§ Work required
Please add -65 to every bounding box coordinate in the rows from the line containing "beach and return its bounding box." through the last row, inclusive. Return all of those lines, including the ones without coordinates.

[Rows of box annotation data]
-- START --

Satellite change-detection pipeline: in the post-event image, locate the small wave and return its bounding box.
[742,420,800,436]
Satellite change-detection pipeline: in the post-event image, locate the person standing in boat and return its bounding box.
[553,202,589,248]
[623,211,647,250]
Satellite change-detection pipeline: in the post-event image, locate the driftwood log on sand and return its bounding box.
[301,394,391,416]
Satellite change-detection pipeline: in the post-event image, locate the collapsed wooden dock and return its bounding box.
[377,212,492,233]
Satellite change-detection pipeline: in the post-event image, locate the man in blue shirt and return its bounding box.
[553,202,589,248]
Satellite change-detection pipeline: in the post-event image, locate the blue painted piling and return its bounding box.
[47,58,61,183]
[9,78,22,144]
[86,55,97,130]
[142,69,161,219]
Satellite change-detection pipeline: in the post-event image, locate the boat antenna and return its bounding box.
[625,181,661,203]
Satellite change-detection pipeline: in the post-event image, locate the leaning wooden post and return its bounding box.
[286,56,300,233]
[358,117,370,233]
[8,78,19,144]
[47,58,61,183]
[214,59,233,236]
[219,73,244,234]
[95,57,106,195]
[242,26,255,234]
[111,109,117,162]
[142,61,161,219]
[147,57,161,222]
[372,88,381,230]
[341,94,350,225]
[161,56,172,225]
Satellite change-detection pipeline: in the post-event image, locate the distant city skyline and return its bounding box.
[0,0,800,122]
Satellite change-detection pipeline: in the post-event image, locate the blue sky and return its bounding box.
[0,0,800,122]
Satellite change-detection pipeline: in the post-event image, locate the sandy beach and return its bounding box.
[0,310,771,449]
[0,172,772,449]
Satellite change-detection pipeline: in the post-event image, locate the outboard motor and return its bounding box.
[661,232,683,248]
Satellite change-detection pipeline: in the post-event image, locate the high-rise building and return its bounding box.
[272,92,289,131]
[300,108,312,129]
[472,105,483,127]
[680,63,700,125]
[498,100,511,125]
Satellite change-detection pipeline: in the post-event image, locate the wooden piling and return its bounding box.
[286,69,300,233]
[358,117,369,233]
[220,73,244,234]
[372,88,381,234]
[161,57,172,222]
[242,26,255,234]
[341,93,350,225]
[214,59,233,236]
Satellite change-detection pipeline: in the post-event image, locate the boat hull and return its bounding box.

-- END --

§ The output
Satellite change-detection pipeline: in the post-event image, locate the sandy beach and return its bounding box.
[-65,245,706,384]
[-65,107,707,384]
Satellite change-detection pipeline: in the post-event image, locate the outboard motor and return its bounding box.
[596,167,618,183]
Satellite change-detection pipeline: in the post-event image, locate the high-rise building and return its bounding box.
[207,27,224,66]
[235,43,247,64]
[407,40,418,62]
[615,-2,635,60]
[433,35,446,60]
Satellite change-detection pipeline: in the post-event image, locate the wooden piling and return its bounding box.
[221,4,235,168]
[293,52,304,168]
[155,8,179,169]
[307,23,316,169]
[96,-8,107,157]
[177,-39,190,169]
[276,28,285,160]
[149,-6,168,171]
Satellite change-detection pipeline: in the post-event image, locate the boat hull and return its bounding box.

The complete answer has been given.